→ **REQUEST**
Copy exactly, from the line containing "Doubt it, but someone swears the spider web" through the end of the items below. Leave the pictures out of your answer.

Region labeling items
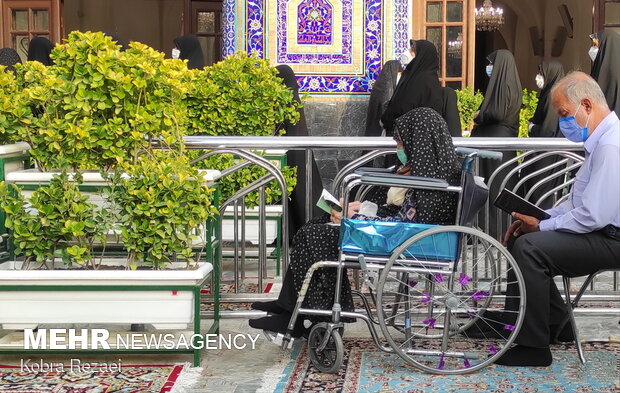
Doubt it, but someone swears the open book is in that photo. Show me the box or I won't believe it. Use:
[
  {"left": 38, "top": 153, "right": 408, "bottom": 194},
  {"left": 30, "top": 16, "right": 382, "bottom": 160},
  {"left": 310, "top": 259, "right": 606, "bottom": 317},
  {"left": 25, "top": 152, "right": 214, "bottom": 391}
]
[
  {"left": 493, "top": 188, "right": 551, "bottom": 221},
  {"left": 316, "top": 189, "right": 342, "bottom": 214}
]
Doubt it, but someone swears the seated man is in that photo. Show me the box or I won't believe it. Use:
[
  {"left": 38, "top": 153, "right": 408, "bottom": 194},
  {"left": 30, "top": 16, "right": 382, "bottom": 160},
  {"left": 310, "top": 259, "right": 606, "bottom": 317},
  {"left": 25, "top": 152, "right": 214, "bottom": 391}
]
[{"left": 496, "top": 72, "right": 620, "bottom": 366}]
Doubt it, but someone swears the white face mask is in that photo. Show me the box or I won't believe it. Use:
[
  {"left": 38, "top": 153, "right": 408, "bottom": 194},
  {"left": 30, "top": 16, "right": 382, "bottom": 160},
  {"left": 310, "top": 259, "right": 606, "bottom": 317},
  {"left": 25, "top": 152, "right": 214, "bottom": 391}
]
[
  {"left": 588, "top": 46, "right": 598, "bottom": 61},
  {"left": 486, "top": 64, "right": 493, "bottom": 78},
  {"left": 536, "top": 74, "right": 545, "bottom": 89},
  {"left": 400, "top": 49, "right": 414, "bottom": 67}
]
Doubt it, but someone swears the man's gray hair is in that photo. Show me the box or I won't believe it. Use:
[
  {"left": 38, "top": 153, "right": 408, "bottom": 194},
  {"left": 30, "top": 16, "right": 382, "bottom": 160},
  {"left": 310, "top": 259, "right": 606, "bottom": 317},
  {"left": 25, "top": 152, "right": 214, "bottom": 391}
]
[{"left": 551, "top": 71, "right": 609, "bottom": 108}]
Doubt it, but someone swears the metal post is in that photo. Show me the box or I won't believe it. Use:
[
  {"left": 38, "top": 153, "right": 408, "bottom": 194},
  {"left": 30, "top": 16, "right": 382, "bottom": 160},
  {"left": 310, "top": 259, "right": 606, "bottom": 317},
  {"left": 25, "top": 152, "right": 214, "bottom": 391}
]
[
  {"left": 258, "top": 186, "right": 267, "bottom": 293},
  {"left": 306, "top": 149, "right": 316, "bottom": 222}
]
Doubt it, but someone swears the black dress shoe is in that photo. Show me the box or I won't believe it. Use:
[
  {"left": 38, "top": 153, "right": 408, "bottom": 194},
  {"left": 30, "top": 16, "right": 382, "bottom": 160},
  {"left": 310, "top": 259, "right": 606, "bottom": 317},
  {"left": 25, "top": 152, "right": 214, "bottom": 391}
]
[
  {"left": 249, "top": 312, "right": 305, "bottom": 338},
  {"left": 550, "top": 321, "right": 575, "bottom": 344}
]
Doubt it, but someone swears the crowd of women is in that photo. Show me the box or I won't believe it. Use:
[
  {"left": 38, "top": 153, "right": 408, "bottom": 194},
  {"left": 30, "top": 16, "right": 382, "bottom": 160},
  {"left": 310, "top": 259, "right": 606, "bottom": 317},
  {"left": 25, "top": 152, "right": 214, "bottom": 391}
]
[
  {"left": 0, "top": 30, "right": 620, "bottom": 366},
  {"left": 250, "top": 30, "right": 620, "bottom": 354}
]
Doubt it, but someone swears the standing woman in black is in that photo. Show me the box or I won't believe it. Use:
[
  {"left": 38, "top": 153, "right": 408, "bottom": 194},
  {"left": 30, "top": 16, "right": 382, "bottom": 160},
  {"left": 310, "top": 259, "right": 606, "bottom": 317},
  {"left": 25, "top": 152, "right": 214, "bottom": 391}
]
[
  {"left": 381, "top": 40, "right": 460, "bottom": 136},
  {"left": 174, "top": 34, "right": 205, "bottom": 70},
  {"left": 471, "top": 49, "right": 523, "bottom": 238},
  {"left": 521, "top": 61, "right": 564, "bottom": 209},
  {"left": 590, "top": 29, "right": 620, "bottom": 116},
  {"left": 276, "top": 64, "right": 323, "bottom": 239},
  {"left": 0, "top": 48, "right": 22, "bottom": 72}
]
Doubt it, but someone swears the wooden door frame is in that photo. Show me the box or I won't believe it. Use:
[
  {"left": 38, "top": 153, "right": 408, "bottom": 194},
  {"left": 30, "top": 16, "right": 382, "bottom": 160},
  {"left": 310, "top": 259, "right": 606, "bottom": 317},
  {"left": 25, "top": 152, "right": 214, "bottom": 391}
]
[
  {"left": 592, "top": 0, "right": 620, "bottom": 33},
  {"left": 0, "top": 0, "right": 62, "bottom": 47},
  {"left": 411, "top": 0, "right": 476, "bottom": 87}
]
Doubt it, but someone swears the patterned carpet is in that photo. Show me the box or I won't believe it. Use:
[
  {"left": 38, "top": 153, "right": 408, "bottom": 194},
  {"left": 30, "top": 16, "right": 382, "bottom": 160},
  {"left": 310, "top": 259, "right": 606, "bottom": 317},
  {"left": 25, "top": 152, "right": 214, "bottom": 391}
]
[
  {"left": 0, "top": 365, "right": 198, "bottom": 393},
  {"left": 260, "top": 339, "right": 620, "bottom": 393}
]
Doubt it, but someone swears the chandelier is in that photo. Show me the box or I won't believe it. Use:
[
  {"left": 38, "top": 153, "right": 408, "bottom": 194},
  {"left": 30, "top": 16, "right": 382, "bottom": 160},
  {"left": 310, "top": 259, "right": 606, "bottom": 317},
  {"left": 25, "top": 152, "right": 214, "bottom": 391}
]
[
  {"left": 448, "top": 33, "right": 463, "bottom": 58},
  {"left": 474, "top": 0, "right": 504, "bottom": 31}
]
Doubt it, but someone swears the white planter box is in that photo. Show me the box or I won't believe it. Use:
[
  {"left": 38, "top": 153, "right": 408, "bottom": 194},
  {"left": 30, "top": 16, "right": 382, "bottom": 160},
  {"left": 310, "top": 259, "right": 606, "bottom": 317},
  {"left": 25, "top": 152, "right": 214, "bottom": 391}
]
[
  {"left": 6, "top": 169, "right": 221, "bottom": 187},
  {"left": 6, "top": 169, "right": 221, "bottom": 247},
  {"left": 0, "top": 142, "right": 30, "bottom": 174},
  {"left": 222, "top": 205, "right": 282, "bottom": 244},
  {"left": 0, "top": 259, "right": 213, "bottom": 329}
]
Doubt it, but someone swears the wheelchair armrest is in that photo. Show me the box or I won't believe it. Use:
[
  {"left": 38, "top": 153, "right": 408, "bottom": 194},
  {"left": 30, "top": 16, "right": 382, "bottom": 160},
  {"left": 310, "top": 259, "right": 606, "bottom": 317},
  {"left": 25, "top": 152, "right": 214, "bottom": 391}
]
[
  {"left": 360, "top": 173, "right": 450, "bottom": 190},
  {"left": 456, "top": 147, "right": 504, "bottom": 160},
  {"left": 354, "top": 167, "right": 394, "bottom": 175}
]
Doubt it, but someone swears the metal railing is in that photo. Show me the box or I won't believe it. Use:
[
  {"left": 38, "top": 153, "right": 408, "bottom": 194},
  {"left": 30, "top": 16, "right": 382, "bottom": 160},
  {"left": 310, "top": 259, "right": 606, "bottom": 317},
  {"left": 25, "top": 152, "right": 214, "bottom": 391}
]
[{"left": 185, "top": 136, "right": 620, "bottom": 317}]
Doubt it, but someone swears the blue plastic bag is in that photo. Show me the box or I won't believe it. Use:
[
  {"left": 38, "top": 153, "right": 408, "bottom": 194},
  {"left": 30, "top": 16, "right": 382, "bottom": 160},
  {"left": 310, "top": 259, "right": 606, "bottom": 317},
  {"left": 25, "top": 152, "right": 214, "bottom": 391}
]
[{"left": 340, "top": 218, "right": 458, "bottom": 261}]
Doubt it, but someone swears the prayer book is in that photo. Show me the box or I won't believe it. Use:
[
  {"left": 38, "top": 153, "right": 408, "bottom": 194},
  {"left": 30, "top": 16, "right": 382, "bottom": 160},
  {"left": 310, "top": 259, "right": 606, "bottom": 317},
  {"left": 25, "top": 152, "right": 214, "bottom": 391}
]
[{"left": 493, "top": 188, "right": 551, "bottom": 221}]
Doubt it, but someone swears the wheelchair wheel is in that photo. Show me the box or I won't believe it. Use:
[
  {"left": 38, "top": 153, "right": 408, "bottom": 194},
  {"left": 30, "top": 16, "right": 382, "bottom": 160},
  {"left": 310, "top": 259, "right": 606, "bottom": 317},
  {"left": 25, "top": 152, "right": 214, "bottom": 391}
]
[
  {"left": 308, "top": 322, "right": 344, "bottom": 373},
  {"left": 377, "top": 226, "right": 525, "bottom": 374}
]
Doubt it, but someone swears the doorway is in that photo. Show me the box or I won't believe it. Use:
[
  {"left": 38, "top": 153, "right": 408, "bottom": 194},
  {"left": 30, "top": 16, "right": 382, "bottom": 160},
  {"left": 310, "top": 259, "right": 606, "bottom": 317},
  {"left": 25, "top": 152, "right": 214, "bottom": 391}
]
[{"left": 185, "top": 0, "right": 223, "bottom": 66}]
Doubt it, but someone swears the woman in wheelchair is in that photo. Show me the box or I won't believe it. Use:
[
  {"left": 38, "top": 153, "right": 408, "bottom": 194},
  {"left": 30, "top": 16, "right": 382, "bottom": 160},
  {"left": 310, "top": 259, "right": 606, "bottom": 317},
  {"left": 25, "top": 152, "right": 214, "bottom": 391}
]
[{"left": 249, "top": 108, "right": 461, "bottom": 337}]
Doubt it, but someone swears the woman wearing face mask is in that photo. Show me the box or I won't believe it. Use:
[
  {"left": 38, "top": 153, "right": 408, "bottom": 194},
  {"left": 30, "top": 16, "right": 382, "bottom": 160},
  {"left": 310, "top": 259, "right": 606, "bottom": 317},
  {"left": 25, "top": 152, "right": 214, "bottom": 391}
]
[
  {"left": 172, "top": 35, "right": 205, "bottom": 70},
  {"left": 381, "top": 40, "right": 461, "bottom": 136},
  {"left": 588, "top": 29, "right": 620, "bottom": 116},
  {"left": 249, "top": 108, "right": 461, "bottom": 337},
  {"left": 521, "top": 61, "right": 564, "bottom": 209},
  {"left": 471, "top": 49, "right": 523, "bottom": 238}
]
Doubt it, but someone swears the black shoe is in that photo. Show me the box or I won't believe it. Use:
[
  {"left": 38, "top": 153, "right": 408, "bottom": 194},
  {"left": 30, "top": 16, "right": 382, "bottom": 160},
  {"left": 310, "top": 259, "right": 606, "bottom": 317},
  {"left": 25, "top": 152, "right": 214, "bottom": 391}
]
[
  {"left": 249, "top": 312, "right": 305, "bottom": 338},
  {"left": 250, "top": 300, "right": 286, "bottom": 314},
  {"left": 550, "top": 321, "right": 575, "bottom": 344},
  {"left": 495, "top": 345, "right": 553, "bottom": 367}
]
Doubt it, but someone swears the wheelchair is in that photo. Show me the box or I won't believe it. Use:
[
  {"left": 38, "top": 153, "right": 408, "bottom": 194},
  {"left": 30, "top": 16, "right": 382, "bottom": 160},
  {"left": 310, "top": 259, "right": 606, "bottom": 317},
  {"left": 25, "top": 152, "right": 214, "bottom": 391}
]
[{"left": 282, "top": 148, "right": 525, "bottom": 374}]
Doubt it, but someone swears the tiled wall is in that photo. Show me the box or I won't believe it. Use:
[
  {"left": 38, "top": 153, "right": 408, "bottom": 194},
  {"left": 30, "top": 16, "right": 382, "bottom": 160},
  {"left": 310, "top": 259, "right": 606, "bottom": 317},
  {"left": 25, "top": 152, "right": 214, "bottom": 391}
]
[
  {"left": 223, "top": 0, "right": 412, "bottom": 188},
  {"left": 224, "top": 0, "right": 411, "bottom": 95}
]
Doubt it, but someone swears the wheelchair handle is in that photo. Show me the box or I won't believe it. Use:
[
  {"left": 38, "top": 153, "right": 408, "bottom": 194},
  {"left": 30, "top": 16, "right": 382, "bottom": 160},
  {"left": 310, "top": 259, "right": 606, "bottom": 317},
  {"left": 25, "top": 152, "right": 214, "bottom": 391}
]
[{"left": 456, "top": 147, "right": 504, "bottom": 160}]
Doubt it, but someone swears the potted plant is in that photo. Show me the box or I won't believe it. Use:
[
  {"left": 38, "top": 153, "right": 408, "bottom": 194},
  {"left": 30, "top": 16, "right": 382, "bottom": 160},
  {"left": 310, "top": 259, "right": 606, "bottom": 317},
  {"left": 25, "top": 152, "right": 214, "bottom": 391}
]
[
  {"left": 0, "top": 32, "right": 217, "bottom": 342},
  {"left": 187, "top": 52, "right": 300, "bottom": 244},
  {"left": 455, "top": 86, "right": 484, "bottom": 136},
  {"left": 0, "top": 156, "right": 214, "bottom": 329}
]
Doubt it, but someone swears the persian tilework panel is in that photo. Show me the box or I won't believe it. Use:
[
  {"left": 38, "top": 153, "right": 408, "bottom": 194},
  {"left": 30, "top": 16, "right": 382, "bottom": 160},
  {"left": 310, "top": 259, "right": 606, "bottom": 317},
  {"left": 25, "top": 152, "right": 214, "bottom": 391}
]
[
  {"left": 242, "top": 0, "right": 410, "bottom": 94},
  {"left": 297, "top": 0, "right": 334, "bottom": 45},
  {"left": 222, "top": 0, "right": 239, "bottom": 58}
]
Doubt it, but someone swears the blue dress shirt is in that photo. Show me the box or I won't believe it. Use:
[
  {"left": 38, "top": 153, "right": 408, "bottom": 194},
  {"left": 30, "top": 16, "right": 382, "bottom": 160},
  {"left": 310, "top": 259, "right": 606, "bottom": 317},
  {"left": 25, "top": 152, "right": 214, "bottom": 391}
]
[{"left": 540, "top": 111, "right": 620, "bottom": 233}]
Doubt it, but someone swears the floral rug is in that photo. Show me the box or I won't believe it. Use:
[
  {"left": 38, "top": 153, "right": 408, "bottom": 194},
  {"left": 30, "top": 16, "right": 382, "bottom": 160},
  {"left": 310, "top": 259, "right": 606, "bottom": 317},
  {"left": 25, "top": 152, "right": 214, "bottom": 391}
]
[
  {"left": 259, "top": 339, "right": 620, "bottom": 393},
  {"left": 0, "top": 364, "right": 201, "bottom": 393}
]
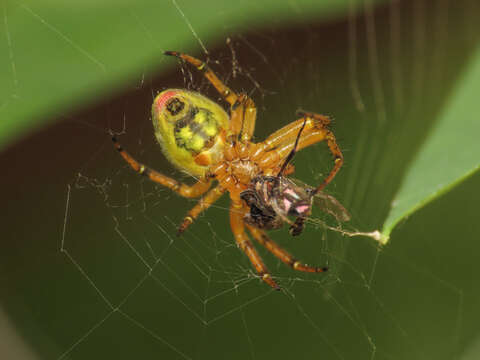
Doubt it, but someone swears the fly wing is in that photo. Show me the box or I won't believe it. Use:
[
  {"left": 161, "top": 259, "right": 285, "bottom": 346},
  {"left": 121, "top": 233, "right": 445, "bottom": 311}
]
[
  {"left": 290, "top": 178, "right": 350, "bottom": 222},
  {"left": 313, "top": 192, "right": 350, "bottom": 222}
]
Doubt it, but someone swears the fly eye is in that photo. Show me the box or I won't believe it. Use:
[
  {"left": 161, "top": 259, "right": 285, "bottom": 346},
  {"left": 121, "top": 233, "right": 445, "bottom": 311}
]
[
  {"left": 289, "top": 204, "right": 310, "bottom": 216},
  {"left": 166, "top": 98, "right": 185, "bottom": 115}
]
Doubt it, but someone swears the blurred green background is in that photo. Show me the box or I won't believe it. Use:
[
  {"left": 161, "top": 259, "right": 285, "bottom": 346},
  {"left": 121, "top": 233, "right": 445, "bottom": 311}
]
[{"left": 0, "top": 0, "right": 480, "bottom": 359}]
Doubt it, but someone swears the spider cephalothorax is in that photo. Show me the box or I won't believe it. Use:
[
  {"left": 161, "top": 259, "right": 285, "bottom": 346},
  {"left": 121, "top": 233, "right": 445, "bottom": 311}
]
[{"left": 112, "top": 51, "right": 343, "bottom": 289}]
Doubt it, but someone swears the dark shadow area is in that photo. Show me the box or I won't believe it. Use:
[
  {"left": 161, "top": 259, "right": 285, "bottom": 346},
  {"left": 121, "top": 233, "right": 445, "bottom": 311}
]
[{"left": 0, "top": 0, "right": 480, "bottom": 359}]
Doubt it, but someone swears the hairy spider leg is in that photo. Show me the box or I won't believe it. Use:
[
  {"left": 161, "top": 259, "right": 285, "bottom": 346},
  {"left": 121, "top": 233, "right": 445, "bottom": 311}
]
[
  {"left": 277, "top": 118, "right": 307, "bottom": 176},
  {"left": 177, "top": 186, "right": 226, "bottom": 235},
  {"left": 165, "top": 51, "right": 257, "bottom": 142},
  {"left": 246, "top": 224, "right": 328, "bottom": 273},
  {"left": 253, "top": 112, "right": 343, "bottom": 194},
  {"left": 297, "top": 111, "right": 343, "bottom": 194},
  {"left": 112, "top": 135, "right": 212, "bottom": 198},
  {"left": 230, "top": 202, "right": 280, "bottom": 290}
]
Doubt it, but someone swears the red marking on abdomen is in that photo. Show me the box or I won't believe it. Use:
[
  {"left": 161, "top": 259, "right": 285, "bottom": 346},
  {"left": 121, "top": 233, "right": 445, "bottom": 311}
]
[{"left": 155, "top": 90, "right": 178, "bottom": 113}]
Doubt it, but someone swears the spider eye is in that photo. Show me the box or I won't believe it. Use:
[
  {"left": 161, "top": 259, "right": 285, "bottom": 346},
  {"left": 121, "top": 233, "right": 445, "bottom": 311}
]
[{"left": 166, "top": 98, "right": 185, "bottom": 115}]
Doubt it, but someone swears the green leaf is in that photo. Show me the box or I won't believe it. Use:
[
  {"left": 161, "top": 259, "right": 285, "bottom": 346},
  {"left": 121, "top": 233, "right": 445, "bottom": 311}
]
[
  {"left": 383, "top": 50, "right": 480, "bottom": 240},
  {"left": 0, "top": 0, "right": 386, "bottom": 149}
]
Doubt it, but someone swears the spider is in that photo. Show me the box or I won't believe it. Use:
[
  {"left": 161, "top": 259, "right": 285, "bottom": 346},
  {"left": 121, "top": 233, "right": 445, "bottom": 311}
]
[{"left": 112, "top": 51, "right": 343, "bottom": 290}]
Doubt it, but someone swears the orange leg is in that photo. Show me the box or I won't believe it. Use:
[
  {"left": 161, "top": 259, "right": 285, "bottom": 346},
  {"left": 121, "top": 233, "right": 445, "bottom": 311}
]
[
  {"left": 230, "top": 203, "right": 280, "bottom": 290},
  {"left": 165, "top": 51, "right": 257, "bottom": 141},
  {"left": 177, "top": 186, "right": 225, "bottom": 235},
  {"left": 112, "top": 136, "right": 212, "bottom": 198},
  {"left": 165, "top": 51, "right": 238, "bottom": 106},
  {"left": 247, "top": 225, "right": 328, "bottom": 273},
  {"left": 253, "top": 112, "right": 343, "bottom": 193}
]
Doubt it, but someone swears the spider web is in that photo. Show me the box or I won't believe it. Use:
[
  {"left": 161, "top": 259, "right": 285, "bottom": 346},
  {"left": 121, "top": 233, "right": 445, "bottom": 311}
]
[{"left": 1, "top": 0, "right": 474, "bottom": 359}]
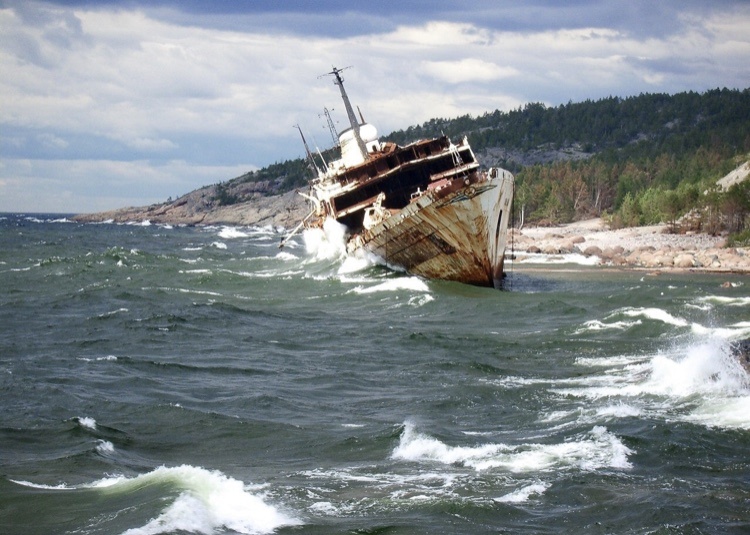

→ **RESULT OF THE TASK**
Doubt it, but someone swears the spider web is in that photo. Show me the box or I won't believe it. Use:
[
  {"left": 161, "top": 259, "right": 285, "bottom": 346},
  {"left": 121, "top": 233, "right": 445, "bottom": 311}
]
[{"left": 1, "top": 0, "right": 474, "bottom": 359}]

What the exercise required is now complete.